[Directions]
Put the records below into a Markdown table with the columns "Row" and "Text," numbering each line and skipping blank lines.

Recorded data:

--------------------------------

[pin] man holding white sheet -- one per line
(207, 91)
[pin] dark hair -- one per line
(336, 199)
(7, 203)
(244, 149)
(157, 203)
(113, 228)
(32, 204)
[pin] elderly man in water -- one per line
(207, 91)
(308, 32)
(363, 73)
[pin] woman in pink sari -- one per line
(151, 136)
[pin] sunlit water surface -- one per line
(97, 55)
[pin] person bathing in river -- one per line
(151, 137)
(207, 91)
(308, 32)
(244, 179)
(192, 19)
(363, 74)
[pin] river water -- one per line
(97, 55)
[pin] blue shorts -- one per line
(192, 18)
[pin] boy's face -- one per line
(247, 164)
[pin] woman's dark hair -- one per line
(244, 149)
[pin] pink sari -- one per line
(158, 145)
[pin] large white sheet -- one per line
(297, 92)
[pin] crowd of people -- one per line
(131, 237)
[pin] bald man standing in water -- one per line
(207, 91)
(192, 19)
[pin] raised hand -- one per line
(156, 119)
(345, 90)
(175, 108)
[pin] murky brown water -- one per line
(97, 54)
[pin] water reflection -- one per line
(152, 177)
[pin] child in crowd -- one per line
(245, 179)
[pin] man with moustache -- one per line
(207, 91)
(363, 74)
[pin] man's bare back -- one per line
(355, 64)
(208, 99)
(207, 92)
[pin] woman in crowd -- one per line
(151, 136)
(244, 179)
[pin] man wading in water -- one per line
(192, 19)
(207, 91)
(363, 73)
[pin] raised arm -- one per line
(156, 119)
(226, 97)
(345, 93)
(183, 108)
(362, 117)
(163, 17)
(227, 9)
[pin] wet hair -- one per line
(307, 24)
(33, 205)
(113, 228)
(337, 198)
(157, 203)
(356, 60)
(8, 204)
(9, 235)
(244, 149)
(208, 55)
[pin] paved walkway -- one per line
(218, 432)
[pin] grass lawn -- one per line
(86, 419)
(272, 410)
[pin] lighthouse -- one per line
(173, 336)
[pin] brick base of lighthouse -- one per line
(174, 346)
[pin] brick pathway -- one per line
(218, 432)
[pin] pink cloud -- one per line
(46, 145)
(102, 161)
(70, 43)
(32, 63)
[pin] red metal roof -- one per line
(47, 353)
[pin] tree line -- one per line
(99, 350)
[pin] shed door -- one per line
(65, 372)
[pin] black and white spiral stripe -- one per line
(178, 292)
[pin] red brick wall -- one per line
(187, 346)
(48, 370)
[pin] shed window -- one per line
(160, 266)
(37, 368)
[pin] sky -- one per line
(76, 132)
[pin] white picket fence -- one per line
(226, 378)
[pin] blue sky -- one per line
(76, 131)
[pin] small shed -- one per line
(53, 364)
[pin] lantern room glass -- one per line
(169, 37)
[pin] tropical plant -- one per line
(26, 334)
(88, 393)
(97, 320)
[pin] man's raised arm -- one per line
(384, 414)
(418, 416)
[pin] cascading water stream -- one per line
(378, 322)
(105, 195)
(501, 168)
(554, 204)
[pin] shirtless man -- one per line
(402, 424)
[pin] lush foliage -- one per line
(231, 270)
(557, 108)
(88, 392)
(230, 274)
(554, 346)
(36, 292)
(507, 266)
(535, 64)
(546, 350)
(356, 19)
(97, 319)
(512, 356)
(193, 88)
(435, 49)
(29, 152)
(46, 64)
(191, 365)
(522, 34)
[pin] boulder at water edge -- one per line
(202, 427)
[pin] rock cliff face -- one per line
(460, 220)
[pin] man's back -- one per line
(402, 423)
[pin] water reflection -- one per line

--------------------------------

[Final result]
| Row | Text |
|---|---|
| 1 | [pin] man holding white sheet -- one per line |
| 2 | (207, 91) |
| 3 | [pin] dark hair -- one per line |
| 4 | (336, 199) |
| 5 | (7, 203) |
| 6 | (244, 149) |
| 7 | (157, 203) |
| 8 | (113, 228) |
| 9 | (32, 204) |
| 10 | [pin] elderly man in water -- one per line |
| 11 | (207, 91) |
| 12 | (308, 32) |
| 13 | (363, 73) |
| 14 | [pin] woman in pink sari -- one per line |
| 15 | (151, 136) |
| 16 | [pin] sunlit water surface -- one per line |
| 17 | (97, 55) |
| 18 | [pin] person bathing in river -- one per line |
| 19 | (151, 137) |
| 20 | (207, 91) |
| 21 | (308, 32) |
| 22 | (244, 179) |
| 23 | (192, 19) |
| 24 | (363, 74) |
| 25 | [pin] river water -- one per line |
| 26 | (97, 55) |
| 27 | [pin] blue shorts -- one per line |
| 28 | (192, 18) |
| 29 | [pin] boy's face -- one per line |
| 30 | (247, 164) |
| 31 | [pin] woman's dark hair -- one per line |
| 32 | (244, 149) |
| 33 | [pin] pink sari -- one per line |
| 34 | (158, 145) |
| 35 | [pin] large white sheet -- one per line |
| 36 | (297, 92) |
| 37 | [pin] crowd of people -- one per line |
| 38 | (131, 237) |
| 39 | [pin] bald man standing in water -- one per line |
| 40 | (207, 91) |
| 41 | (192, 19) |
| 42 | [pin] raised hand -- one per line |
| 43 | (156, 119) |
| 44 | (345, 90) |
| 45 | (175, 108) |
| 46 | [pin] murky brown water -- one per line |
| 47 | (97, 54) |
| 48 | [pin] water reflection -- one per line |
| 49 | (152, 177) |
| 50 | [pin] child in crowd -- one per line |
| 51 | (245, 179) |
| 52 | [pin] man with moustache -- one per line |
| 53 | (207, 91) |
| 54 | (363, 74) |
| 55 | [pin] man's bare back -- one per line |
| 56 | (355, 64) |
| 57 | (208, 99) |
| 58 | (207, 92) |
| 59 | [pin] woman in crowd -- one per line |
| 60 | (151, 136) |
| 61 | (244, 179) |
| 62 | [pin] man wading in water -- one per line |
| 63 | (192, 19) |
| 64 | (207, 91) |
| 65 | (363, 73) |
| 66 | [pin] raised arm -- one per line |
| 67 | (156, 119) |
| 68 | (226, 97) |
| 69 | (345, 93) |
| 70 | (183, 108) |
| 71 | (362, 117) |
| 72 | (163, 17) |
| 73 | (227, 9) |
| 74 | [pin] wet hair -- one per line |
| 75 | (307, 24) |
| 76 | (33, 205) |
| 77 | (113, 228) |
| 78 | (337, 198) |
| 79 | (157, 203) |
| 80 | (356, 60) |
| 81 | (8, 204) |
| 82 | (9, 235) |
| 83 | (244, 149) |
| 84 | (208, 55) |
| 85 | [pin] paved walkway -- one per line |
| 86 | (218, 432) |
| 87 | [pin] grass lawn -- one per line |
| 88 | (86, 419) |
| 89 | (272, 410) |
| 90 | [pin] lighthouse -- one per line |
| 91 | (173, 336) |
| 92 | [pin] brick base of lighthouse -- one per line |
| 93 | (174, 346) |
| 94 | [pin] brick pathway -- one per line |
| 95 | (218, 432) |
| 96 | [pin] pink cloud -- one per line |
| 97 | (46, 145) |
| 98 | (102, 161) |
| 99 | (70, 43) |
| 100 | (32, 63) |
| 101 | [pin] red metal roof -- one per line |
| 102 | (47, 353) |
| 103 | [pin] tree line -- one per line |
| 104 | (99, 350) |
| 105 | [pin] shed door -- one per line |
| 106 | (65, 372) |
| 107 | [pin] black and white spiral stripe -- one per line |
| 108 | (178, 292) |
| 109 | [pin] red brick wall -- one per line |
| 110 | (187, 346) |
| 111 | (48, 370) |
| 112 | [pin] shed window -- one per line |
| 113 | (160, 266) |
| 114 | (37, 368) |
| 115 | [pin] sky -- one per line |
| 116 | (76, 132) |
| 117 | [pin] white picket fence -- one per line |
| 118 | (226, 378) |
| 119 | [pin] blue sky -- one per line |
| 120 | (76, 131) |
| 121 | [pin] small shed -- one per line |
| 122 | (53, 364) |
| 123 | [pin] lantern room glass -- one per line |
| 124 | (169, 37) |
| 125 | [pin] tropical plant -- one per line |
| 126 | (26, 334) |
| 127 | (88, 393) |
| 128 | (97, 320) |
| 129 | [pin] man's raised arm -- one per line |
| 130 | (384, 414) |
| 131 | (418, 416) |
| 132 | [pin] cascading water stream -- one per line |
| 133 | (378, 322) |
| 134 | (105, 195) |
| 135 | (501, 168) |
| 136 | (554, 204) |
| 137 | [pin] shirtless man -- one per line |
| 138 | (402, 424) |
| 139 | [pin] lush foliage -- one per line |
| 140 | (231, 270) |
| 141 | (557, 108) |
| 142 | (88, 392) |
| 143 | (230, 274) |
| 144 | (554, 346) |
| 145 | (36, 292) |
| 146 | (507, 266) |
| 147 | (535, 64) |
| 148 | (546, 350) |
| 149 | (356, 19) |
| 150 | (97, 319) |
| 151 | (512, 356) |
| 152 | (193, 88) |
| 153 | (435, 49) |
| 154 | (29, 152) |
| 155 | (46, 64) |
| 156 | (191, 365) |
| 157 | (522, 34) |
| 158 | [pin] boulder at water edge -- one per line |
| 159 | (202, 427) |
| 160 | [pin] rock cliff face -- one per line |
| 161 | (460, 220) |
| 162 | [pin] man's back -- one per line |
| 163 | (402, 423) |
| 164 | [pin] water reflection -- one per line |